- _Kutipan Sumber_
'''

Dipublish pada:
Pada dasarnya hukum arisan awalnya adalah mubah atau boleh. Sebagaimana kaidah dasar dalam muamalah menyatakan bahwa asal dalam transaksi atau muamalah adalah diperbolehkan selama tidak ada dalil yang mengharamkannya.
الأصل في المعاملة الإباحة
Dalam kajian fikih, arisan termasuk akad kontemporer, artinya tidak dikenal dalam kajian-kajian ulama klasik. Secara hukum, arisan termasuk wadhi’ah (akad titipan) dan kemudian berubah menjadi qardh (hutang piutang). Akad arisan bisa berubah menjadi haram, jika ada unsur riba dan adanya jahalah (ketidakjelasan) dalam transaksinya. Sebagai contoh, jika dalam akad arisan ada keharusan yang menang harus menjamu yang lainnya, maka jamuan tersebut adalah haram karena termasuk manfaat yang diambil dari transaksi hutang piutang.
Arisan qurban hukumnya bisa menjadi haram jika yang menang harus menerima hewan qurban, karena adanya ketidakpastian harga hewan qurban, sehingga menyebabkan adanya perubahan uang yang harus disetor oleh para anggota.

'''

- _Daftar Tugas_
1. Menurut teks tentang hukum arisan, unsur apa saja yang dapat membuat akad arisan menjadi haram?
2. Ulangi tanpa perubahan bagian teks tentang hukum arisan yang dimulai dengan "الأصل في المعاملة" dan berlanjut sampai "transaksi hutang piutang.".

- _Materi yang Disediakan_
'''

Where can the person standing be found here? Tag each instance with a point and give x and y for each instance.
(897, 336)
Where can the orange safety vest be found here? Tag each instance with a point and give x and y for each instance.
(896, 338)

'''

- _Hasil Latihan_
1. Unsur riba dan adanya jahalah (ketidakjelasan) dalam transaksinya.

2.
الأصل في المعاملة الإباحة
Dalam kajian fikih, arisan termasuk akad kontemporer, artinya tidak dikenal dalam kajian-kajian ulama klasik. Secara hukum, arisan termasuk wadhi’ah (akad titipan) dan kemudian berubah menjadi qardh (hutang piutang). Akad arisan bisa berubah menjadi haram, jika ada unsur riba dan adanya jahalah (ketidakjelasan) dalam transaksinya. Sebagai contoh, jika dalam akad arisan ada keharusan yang menang harus menjamu yang lainnya, maka jamuan tersebut adalah haram karena termasuk manfaat yang diambil dari transaksi hutang piutang.